Work to complete: Rewrite the data below as a numbered list, using only the lines from the one containing "Task: find the blonde" through the one containing "point(29, 189)". Leave out any blank lines.
***** Supplied records *****
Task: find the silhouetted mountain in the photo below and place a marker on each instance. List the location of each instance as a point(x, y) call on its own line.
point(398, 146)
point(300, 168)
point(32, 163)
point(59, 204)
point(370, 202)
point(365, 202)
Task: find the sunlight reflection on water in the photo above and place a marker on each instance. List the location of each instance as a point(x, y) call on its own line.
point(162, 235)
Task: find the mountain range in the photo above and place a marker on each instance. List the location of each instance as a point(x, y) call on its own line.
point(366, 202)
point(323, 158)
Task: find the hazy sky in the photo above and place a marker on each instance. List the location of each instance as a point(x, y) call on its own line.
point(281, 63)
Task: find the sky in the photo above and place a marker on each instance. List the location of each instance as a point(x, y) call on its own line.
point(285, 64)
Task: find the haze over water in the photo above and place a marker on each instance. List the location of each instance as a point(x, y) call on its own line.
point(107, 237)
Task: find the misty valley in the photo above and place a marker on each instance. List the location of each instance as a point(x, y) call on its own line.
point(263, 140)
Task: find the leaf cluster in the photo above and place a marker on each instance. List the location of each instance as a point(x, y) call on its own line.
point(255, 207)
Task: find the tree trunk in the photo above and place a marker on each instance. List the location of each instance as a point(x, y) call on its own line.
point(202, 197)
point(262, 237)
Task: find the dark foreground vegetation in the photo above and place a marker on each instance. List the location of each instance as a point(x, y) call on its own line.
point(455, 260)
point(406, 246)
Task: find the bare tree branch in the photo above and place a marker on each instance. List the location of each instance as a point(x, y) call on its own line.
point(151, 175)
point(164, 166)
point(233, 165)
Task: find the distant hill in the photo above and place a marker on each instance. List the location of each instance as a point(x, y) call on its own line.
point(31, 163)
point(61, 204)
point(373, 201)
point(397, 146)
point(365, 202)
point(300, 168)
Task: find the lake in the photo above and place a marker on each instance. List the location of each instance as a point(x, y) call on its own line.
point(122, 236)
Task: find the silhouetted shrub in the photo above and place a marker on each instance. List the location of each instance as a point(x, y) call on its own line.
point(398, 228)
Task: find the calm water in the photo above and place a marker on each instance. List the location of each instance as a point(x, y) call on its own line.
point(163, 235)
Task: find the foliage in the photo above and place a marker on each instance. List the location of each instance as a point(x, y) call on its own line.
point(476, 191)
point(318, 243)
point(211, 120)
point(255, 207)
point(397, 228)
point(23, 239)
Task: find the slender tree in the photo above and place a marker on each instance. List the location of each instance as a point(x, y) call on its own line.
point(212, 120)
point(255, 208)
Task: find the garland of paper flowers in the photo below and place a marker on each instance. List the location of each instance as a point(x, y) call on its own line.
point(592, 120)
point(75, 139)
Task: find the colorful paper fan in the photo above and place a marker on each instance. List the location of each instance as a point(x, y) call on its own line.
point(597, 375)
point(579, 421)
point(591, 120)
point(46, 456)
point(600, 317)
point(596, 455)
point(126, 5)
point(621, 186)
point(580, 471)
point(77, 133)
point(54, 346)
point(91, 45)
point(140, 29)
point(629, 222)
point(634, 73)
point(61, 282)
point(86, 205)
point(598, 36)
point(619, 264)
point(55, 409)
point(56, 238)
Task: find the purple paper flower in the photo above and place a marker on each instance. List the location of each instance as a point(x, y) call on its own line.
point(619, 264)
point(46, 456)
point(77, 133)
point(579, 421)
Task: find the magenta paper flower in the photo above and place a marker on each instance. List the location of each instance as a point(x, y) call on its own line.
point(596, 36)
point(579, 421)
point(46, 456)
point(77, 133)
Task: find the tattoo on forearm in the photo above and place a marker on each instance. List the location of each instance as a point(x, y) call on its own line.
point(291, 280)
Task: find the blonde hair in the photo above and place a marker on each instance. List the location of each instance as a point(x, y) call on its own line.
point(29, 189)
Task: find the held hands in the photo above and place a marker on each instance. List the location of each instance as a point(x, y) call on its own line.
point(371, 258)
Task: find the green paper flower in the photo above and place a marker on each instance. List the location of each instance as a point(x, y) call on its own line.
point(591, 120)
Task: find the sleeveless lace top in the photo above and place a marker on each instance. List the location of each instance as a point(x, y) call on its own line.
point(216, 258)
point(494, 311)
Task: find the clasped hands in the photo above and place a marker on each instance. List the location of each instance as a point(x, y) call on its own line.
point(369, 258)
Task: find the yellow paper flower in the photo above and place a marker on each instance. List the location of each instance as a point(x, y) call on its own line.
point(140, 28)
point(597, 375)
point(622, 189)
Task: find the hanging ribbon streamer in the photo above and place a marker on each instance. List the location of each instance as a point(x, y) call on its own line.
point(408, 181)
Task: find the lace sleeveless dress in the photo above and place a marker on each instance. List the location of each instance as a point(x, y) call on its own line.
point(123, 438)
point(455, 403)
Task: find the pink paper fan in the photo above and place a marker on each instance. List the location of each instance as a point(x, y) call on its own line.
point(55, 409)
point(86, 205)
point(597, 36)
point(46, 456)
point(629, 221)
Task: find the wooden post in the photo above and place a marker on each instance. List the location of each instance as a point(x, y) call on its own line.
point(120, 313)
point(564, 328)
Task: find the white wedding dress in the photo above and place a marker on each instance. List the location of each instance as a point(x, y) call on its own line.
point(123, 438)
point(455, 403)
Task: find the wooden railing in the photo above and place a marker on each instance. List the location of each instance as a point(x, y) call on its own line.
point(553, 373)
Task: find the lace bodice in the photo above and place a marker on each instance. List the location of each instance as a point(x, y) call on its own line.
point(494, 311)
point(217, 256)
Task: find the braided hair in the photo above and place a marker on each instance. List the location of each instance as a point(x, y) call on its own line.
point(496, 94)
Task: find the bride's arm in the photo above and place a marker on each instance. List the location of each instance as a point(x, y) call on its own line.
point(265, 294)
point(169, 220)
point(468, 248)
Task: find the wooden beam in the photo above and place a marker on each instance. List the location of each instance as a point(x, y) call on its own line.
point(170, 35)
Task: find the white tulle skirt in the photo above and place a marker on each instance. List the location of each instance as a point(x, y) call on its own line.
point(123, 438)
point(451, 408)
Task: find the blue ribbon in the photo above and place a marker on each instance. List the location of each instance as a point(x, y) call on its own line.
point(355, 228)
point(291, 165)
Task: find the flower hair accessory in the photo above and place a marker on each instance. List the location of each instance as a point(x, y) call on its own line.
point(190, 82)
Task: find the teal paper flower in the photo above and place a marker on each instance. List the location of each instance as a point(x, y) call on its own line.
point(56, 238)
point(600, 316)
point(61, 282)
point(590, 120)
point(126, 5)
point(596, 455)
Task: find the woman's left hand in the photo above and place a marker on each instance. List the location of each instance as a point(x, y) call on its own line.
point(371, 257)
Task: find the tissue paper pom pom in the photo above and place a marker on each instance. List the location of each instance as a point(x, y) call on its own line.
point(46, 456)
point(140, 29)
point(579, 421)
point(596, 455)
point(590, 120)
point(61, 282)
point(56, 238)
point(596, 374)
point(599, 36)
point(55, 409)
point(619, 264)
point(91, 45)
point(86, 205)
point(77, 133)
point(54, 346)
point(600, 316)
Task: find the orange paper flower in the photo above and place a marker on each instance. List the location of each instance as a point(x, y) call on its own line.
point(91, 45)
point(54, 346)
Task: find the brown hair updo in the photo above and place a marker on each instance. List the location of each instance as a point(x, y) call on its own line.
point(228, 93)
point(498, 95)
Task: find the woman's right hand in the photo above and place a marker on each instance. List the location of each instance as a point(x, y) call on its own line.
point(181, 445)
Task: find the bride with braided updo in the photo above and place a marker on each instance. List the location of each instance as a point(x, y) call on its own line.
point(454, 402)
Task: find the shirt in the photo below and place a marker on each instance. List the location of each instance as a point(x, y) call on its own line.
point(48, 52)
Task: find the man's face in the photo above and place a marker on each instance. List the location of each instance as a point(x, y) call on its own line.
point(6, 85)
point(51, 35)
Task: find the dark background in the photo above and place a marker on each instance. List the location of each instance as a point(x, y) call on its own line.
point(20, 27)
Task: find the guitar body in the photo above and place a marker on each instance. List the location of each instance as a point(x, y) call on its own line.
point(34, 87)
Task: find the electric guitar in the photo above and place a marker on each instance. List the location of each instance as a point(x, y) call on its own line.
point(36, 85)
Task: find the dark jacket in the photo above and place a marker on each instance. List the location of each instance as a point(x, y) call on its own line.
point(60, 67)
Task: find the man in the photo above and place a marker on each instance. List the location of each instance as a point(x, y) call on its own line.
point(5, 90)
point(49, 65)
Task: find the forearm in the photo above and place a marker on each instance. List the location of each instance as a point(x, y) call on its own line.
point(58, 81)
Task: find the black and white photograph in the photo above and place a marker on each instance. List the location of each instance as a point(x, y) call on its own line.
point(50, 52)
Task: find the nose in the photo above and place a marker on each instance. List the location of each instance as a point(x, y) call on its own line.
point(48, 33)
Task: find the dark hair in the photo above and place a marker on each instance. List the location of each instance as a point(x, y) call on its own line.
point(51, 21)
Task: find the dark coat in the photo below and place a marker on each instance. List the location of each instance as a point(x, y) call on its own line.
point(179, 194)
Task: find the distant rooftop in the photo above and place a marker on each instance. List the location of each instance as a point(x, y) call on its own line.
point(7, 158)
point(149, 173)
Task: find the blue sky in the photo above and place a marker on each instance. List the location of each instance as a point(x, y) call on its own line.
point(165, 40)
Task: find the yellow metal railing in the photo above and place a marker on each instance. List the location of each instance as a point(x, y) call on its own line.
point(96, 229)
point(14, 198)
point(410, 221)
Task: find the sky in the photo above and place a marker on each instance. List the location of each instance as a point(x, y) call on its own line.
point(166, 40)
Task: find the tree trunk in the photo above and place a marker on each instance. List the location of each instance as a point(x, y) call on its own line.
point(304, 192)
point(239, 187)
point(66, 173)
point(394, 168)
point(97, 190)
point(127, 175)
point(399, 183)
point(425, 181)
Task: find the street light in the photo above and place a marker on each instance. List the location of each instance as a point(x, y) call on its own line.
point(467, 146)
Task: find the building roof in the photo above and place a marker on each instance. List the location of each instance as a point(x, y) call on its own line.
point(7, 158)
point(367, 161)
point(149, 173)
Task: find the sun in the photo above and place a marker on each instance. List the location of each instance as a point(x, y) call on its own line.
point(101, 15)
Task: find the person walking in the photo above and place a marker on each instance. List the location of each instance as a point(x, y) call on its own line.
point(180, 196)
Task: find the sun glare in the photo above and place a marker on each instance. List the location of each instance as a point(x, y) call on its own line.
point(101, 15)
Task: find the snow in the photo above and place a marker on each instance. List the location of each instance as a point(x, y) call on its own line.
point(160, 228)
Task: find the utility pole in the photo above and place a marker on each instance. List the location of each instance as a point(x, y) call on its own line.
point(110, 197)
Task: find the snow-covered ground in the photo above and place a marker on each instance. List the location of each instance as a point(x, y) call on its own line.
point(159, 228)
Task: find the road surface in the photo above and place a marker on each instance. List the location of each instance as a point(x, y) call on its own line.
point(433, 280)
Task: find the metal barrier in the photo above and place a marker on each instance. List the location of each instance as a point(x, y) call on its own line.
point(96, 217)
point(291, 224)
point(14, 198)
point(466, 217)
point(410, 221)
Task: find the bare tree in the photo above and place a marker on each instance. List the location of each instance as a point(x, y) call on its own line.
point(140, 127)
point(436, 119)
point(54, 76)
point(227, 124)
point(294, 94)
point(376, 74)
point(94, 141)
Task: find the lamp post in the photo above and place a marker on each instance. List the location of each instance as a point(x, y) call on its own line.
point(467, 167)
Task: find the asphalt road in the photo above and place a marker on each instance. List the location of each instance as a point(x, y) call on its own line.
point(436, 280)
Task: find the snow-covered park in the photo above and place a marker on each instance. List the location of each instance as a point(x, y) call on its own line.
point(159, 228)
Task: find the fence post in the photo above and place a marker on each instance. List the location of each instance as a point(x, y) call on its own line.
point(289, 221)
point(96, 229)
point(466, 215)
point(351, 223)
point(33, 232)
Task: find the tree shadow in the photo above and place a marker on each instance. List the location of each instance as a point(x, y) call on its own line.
*****
Result of the exercise:
1. Task: find the blonde hair in the photo above and place a marker on each instance. List the location of each instance as a point(x, y) call on its own line.
2. point(29, 189)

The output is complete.